**GOAL:**
Could you give every line from the start of the rows through the line holding "point(204, 230)", inclusive, as a JSON list of strings, one string per line, with blank lines and pictures left out?

[begin ENTRIES SHOWN]

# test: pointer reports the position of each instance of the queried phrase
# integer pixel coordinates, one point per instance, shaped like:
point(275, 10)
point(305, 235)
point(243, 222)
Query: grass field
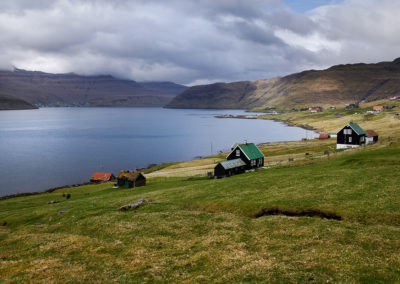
point(197, 229)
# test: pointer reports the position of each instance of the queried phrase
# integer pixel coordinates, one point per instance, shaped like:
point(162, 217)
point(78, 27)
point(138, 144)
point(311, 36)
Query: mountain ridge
point(335, 86)
point(11, 103)
point(69, 89)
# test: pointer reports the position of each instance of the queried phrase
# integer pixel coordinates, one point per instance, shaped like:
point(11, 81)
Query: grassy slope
point(204, 230)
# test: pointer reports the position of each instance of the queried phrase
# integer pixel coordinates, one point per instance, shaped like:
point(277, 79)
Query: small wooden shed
point(229, 168)
point(130, 179)
point(101, 177)
point(372, 136)
point(249, 153)
point(350, 136)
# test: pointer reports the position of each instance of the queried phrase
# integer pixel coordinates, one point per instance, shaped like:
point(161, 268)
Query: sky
point(195, 42)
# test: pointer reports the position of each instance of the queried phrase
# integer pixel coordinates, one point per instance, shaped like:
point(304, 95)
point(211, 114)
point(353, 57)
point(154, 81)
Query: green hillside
point(205, 230)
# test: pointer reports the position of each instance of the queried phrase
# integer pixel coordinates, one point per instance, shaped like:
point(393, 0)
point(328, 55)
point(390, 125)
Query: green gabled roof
point(230, 164)
point(251, 151)
point(357, 128)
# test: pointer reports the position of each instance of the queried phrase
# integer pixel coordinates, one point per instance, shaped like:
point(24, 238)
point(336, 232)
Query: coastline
point(22, 194)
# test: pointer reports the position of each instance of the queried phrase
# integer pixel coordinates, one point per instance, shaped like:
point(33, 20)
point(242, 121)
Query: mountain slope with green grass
point(206, 230)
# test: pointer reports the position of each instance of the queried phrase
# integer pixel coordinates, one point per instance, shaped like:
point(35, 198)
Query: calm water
point(49, 147)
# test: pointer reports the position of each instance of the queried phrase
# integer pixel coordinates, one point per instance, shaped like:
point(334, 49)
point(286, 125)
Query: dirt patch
point(295, 213)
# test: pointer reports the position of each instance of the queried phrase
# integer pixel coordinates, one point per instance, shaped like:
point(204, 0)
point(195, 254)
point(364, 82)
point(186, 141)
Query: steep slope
point(70, 89)
point(337, 85)
point(11, 103)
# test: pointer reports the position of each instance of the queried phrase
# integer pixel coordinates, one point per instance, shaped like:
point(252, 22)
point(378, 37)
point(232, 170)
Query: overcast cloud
point(194, 42)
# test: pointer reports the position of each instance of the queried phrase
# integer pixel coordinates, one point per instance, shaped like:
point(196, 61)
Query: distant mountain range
point(336, 86)
point(45, 89)
point(9, 103)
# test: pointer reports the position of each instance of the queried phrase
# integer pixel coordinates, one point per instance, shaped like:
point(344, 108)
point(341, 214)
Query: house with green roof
point(351, 136)
point(229, 168)
point(249, 154)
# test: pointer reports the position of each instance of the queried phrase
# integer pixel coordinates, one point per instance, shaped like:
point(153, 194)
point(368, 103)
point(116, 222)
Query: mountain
point(338, 85)
point(9, 103)
point(46, 89)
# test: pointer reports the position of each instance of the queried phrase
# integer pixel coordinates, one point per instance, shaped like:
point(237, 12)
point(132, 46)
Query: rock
point(134, 205)
point(61, 211)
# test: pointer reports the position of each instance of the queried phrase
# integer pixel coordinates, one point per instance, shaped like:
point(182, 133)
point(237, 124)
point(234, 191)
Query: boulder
point(134, 205)
point(61, 211)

[end ENTRIES SHOWN]

**REPLY:**
[
  "# test: pointer reports the position of each instance of the queried phrase",
  "# integer pixel coordinates, one point per instance, shaped like:",
  "point(275, 10)",
  "point(305, 235)",
  "point(243, 222)",
  "Query: grass field",
  "point(197, 229)",
  "# test: pointer reports the position of each instance of the queried phrase",
  "# integer pixel coordinates, one point per instance, shaped like:",
  "point(162, 217)",
  "point(78, 27)",
  "point(138, 144)",
  "point(311, 36)",
  "Query: mountain ridge",
  "point(335, 86)",
  "point(11, 103)",
  "point(69, 89)",
  "# test: pointer reports the position of each instance of the queried phrase",
  "# integer pixel coordinates, one point per instance, shaped like:",
  "point(11, 81)",
  "Query: grassy slope",
  "point(204, 230)"
]